(RECORDED DATA):
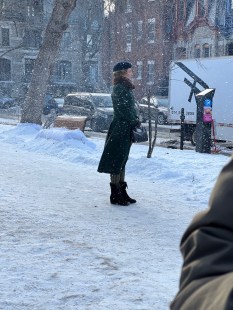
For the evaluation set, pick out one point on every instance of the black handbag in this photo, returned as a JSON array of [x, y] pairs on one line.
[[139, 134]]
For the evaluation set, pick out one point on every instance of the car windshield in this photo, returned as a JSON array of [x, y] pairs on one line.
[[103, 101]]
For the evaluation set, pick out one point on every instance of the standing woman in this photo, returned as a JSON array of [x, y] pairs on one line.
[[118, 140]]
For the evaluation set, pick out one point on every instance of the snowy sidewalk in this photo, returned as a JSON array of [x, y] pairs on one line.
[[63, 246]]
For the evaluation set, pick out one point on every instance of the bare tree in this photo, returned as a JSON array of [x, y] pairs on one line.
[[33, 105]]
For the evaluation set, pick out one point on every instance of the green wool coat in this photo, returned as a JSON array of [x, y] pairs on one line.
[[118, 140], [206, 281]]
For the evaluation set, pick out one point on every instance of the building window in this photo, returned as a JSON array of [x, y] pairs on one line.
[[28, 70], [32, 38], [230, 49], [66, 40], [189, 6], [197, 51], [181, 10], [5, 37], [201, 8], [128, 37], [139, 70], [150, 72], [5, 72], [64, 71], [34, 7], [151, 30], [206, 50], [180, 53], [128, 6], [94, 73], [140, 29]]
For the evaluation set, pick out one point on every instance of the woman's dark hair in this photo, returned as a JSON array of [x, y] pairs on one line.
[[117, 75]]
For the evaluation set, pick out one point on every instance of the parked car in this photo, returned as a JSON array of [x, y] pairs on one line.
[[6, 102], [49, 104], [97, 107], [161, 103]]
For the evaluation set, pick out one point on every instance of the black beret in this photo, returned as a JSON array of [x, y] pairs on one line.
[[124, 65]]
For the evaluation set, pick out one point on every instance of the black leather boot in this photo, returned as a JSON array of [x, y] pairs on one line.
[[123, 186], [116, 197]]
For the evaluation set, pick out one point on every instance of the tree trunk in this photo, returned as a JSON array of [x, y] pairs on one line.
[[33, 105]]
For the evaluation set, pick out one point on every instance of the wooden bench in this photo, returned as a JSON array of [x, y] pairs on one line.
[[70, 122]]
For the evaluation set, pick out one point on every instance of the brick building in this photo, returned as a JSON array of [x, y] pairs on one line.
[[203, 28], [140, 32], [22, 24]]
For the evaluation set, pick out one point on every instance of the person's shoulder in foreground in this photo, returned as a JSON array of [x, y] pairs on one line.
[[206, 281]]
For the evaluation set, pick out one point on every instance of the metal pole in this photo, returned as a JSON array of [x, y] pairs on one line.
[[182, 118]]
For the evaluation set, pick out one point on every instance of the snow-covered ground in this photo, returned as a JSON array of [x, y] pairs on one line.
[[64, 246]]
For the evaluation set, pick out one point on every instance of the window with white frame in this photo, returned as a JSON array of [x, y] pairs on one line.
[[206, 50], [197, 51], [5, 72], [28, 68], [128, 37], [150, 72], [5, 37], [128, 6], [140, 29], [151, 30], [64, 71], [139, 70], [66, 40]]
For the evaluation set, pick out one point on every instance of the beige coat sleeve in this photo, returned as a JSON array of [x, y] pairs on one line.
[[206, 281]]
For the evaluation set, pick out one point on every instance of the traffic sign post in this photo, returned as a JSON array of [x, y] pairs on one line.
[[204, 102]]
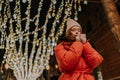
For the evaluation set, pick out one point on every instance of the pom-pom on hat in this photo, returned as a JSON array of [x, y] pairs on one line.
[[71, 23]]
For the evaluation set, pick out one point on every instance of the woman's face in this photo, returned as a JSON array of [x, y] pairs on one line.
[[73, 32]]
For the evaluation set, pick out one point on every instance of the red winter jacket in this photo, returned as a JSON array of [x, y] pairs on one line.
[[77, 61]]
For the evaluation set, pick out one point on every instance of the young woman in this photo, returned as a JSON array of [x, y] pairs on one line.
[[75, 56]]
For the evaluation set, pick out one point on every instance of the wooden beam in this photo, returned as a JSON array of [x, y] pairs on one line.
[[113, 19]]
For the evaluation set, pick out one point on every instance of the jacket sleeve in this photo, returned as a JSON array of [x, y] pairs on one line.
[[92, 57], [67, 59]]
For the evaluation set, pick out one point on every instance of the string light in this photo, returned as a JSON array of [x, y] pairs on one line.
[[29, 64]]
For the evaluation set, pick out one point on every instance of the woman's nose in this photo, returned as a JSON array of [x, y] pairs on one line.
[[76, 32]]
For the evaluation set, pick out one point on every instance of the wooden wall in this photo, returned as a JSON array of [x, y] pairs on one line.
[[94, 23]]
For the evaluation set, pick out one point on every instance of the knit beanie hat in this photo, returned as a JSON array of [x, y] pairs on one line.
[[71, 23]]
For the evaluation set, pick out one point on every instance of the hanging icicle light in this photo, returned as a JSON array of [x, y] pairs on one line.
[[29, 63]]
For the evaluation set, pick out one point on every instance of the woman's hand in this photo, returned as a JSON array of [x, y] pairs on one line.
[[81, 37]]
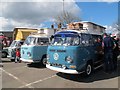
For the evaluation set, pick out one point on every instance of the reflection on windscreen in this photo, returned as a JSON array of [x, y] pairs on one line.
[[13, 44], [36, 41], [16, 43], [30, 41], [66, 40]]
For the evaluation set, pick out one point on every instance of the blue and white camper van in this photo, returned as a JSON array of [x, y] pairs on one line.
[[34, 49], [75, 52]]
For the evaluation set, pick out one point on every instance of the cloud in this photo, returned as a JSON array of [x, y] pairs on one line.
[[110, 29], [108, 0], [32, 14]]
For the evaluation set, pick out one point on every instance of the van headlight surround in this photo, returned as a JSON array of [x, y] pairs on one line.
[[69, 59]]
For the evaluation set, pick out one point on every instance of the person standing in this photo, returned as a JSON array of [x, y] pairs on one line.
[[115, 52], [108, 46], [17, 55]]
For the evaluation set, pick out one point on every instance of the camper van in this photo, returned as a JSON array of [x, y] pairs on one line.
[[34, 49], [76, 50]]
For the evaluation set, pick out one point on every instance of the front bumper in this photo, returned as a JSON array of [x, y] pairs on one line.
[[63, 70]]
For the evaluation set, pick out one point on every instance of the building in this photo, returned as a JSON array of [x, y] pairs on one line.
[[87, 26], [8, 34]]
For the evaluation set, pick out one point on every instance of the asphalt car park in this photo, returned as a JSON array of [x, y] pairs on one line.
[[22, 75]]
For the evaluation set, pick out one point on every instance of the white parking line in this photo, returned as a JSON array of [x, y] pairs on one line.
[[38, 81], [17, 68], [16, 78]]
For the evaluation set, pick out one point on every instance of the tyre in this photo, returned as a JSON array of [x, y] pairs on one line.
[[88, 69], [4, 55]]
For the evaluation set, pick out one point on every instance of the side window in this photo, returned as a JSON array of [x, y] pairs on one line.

(DIRECTIVE): Copy out all the records with "evaluation set" replaced by "test set" each time it appears, keeping everything else the same. Leave the pictures out.

(FINISHED EXERCISE):
For the test set, pick out one point on every instance of the black handbag in this photo, returned as a JSON array of [x, y] pairs on one line.
[[139, 134]]
For the test set, pick out one point on every instance of the car windshield in this photo, returned as a JSON array of [x, y] pairs on one line.
[[103, 101]]
For the test set, pick out one point on every instance of the standing woman in this photo, returned as a JSON array of [x, y] pairs on one line.
[[118, 140]]
For the test set, pick out one point on every instance of the snowy sidewalk in this photo, returned as a JSON array of [x, y] pairs on one line.
[[63, 246]]
For the test set, pick out one point on every instance of the bare tree in this photo, returned as a JSON array of [x, y] pairs on one line.
[[33, 105]]
For the test set, pick out one point on every instance of the green wool coat in this photo, returned as a JSON array of [x, y] pairs on one line.
[[118, 140], [206, 281]]
For the test set, pick out one point on every instance of the building window in this photo, returned as a JSON array of [x, y] pairs on one line.
[[28, 70], [32, 38], [230, 49], [66, 40], [189, 6], [197, 51], [181, 10], [5, 37], [201, 8], [128, 37], [139, 70], [150, 72], [5, 72], [64, 71], [34, 7], [151, 30], [206, 50], [180, 53], [128, 6], [94, 73], [140, 29]]
For the test set, pick out one point on every instance of the woman's dark hair in this photo, returned as a JSON array of [x, y] pairs on one line.
[[117, 75]]
For the test set, pick out one point on every instance of the parked car in this photo, returned as a JSON array of [x, y] pairs on one line.
[[6, 102], [49, 104], [97, 107], [161, 103]]
For the test set, pick out one point on every instance of the black beret in this photo, returned as a JSON array of [x, y] pairs on one line.
[[124, 65]]
For the test set, pick out one point on every instance of the black leather boot in this photo, returned as a JSON array of [x, y] pairs on one line.
[[123, 186], [116, 197]]
For the test set, pick out one point on every instance of the tree trunk in this photo, returned as a JSON array of [x, y] pairs on one line.
[[33, 105]]
For the test set, pick out one point on every instance of the wooden bench in this photo, returned as a JSON array of [x, y] pairs on one line.
[[70, 122]]
For the test set, pick out one point on every instance of the brick building in this photo, returned as a JSON array of [x, y] pairs on one line.
[[203, 28], [140, 32], [22, 24]]
For the test set, pick out one point on every instance of the person's shoulder in foreground in this photo, returned as a JSON array of [x, y] pairs on one line.
[[206, 281]]
For the test set, pick out one point on every instance of the metal pole in this photo, returned as a JSON array of [x, y] pairs on one line.
[[182, 118]]
For the test set, pick out one point on every instance of the snow-covered ground in this photo, returned as a JSON array of [x, y] pairs on one line.
[[64, 246]]
For the test set, pick out one point on every instance of the window with white frame in this photo, returned as a JSON array of [x, y] pairs on one line.
[[206, 50], [197, 51], [5, 72], [28, 68], [128, 37], [150, 72], [5, 37], [128, 6], [140, 29], [151, 30], [64, 71], [139, 70], [66, 40]]
For the test set, pick out one point on every instance of the beige coat sleeve in this photo, returned as a JSON array of [x, y] pairs on one line.
[[206, 281]]
For the test set, pick out one point on every instance of the traffic sign post in this photo, returned as a JSON array of [x, y] pairs on one line.
[[204, 102]]
For the test set, pick out one point on every instance of the pom-pom on hat in this photo, returned as a JSON array of [x, y] pairs on one line.
[[71, 23]]
For the test set, pick out one point on every instance of the woman's face in this photo, returned as a JSON array of [x, y] pairs on one line.
[[73, 32]]
For the test set, pick out one point on every instance of the red winter jacket in this photo, returned as a JSON array of [x, y] pairs on one line.
[[77, 61]]
For the test set, pick out one point on every instance of the young woman in this photo, returned as a JSON array of [x, y] pairs on one line.
[[75, 56]]
For the test set, pick out one point on every instance of the wooden beam in this photo, returned as a JSON array of [x, y] pairs on one line.
[[113, 19]]
For the test set, pick out one point on every instance of the jacket sleeve in this photo, returned as a JSON array of [x, y] pairs on one line.
[[92, 57], [67, 59]]
For the test set, pick out one point on every instance of the string light in this photo, returned as a JSON array of [x, y] pairs on one line.
[[29, 64]]
For the test set, pick out one point on every instance of the woman's nose in this photo, returned as a JSON array of [x, y] pairs on one line.
[[76, 32]]
For the test set, pick out one point on every instance of the wooden wall in this photo, returned as a JSON array of [x, y] pairs on one line.
[[94, 23]]
For the test set, pick out one point on every instance of the knit beanie hat in this photo, returned as a JSON array of [x, y] pairs on one line.
[[71, 23]]
For the test set, pick out one point on every instance of the hanging icicle light in this photo, returned as a JSON array of [x, y] pairs on one line.
[[29, 63]]
For the test set, pick out one point on every instance of the woman's hand in this photo, returned as a JSON array of [x, y] pairs on one line.
[[81, 37]]
For the test set, pick out one point on every instance of the reflection on windscreen in this photo, returned as a JSON array of [x, y] pairs on one line.
[[13, 44], [36, 41], [16, 43], [30, 41], [66, 40]]
For the test set, pick out one point on every instance of the blue and white camper van in this photo, returned as a JSON array of [x, y] pairs on one line.
[[34, 49], [75, 52]]
For the test set, pick out one point on every instance of the cloud in this photo, returned as a JSON array of [x, y] pairs on one line.
[[110, 29], [108, 0], [32, 14]]
For the test set, pick out one point on every instance of the van headlight surround in this photo, returned as a JSON array of [x, y] pairs on one line.
[[69, 59]]
For the test set, pick out one point on every instance of the person standing in this photo, returned as a JSON array of [x, y] pairs on one line.
[[115, 52], [108, 46], [17, 55]]
For the test set, pick out one point on every instance of the camper van in this photo, returned as a JSON array of [x, y] pairs on one line.
[[34, 49], [76, 50]]
For the test set, pick out one point on every instance of the front bumper in this photo, returned as a JSON array of [x, y] pairs on one line.
[[63, 70]]
For the test set, pick out one point on every instance of the building in this photo, returned as a JSON array of [x, y] pairs on one line.
[[87, 26], [8, 34]]
For the test set, pick out one point on every instance of the asphalt car park in this photo, returned as a JSON array of [x, y] pairs on one line.
[[22, 75]]
For the test set, pick out one point on every instance of the white parking line in this photo, returned as a JSON array of [x, y] pairs on one line.
[[38, 81], [17, 68], [16, 78]]
For the test set, pick out one point on every instance of the tyre in this photo, returned as a JSON array of [x, y] pairs on one line.
[[88, 69], [4, 55]]
For the test set, pick out one point on every instance of the side window in this photo, returned as a JSON array of [x, y] pairs on one line.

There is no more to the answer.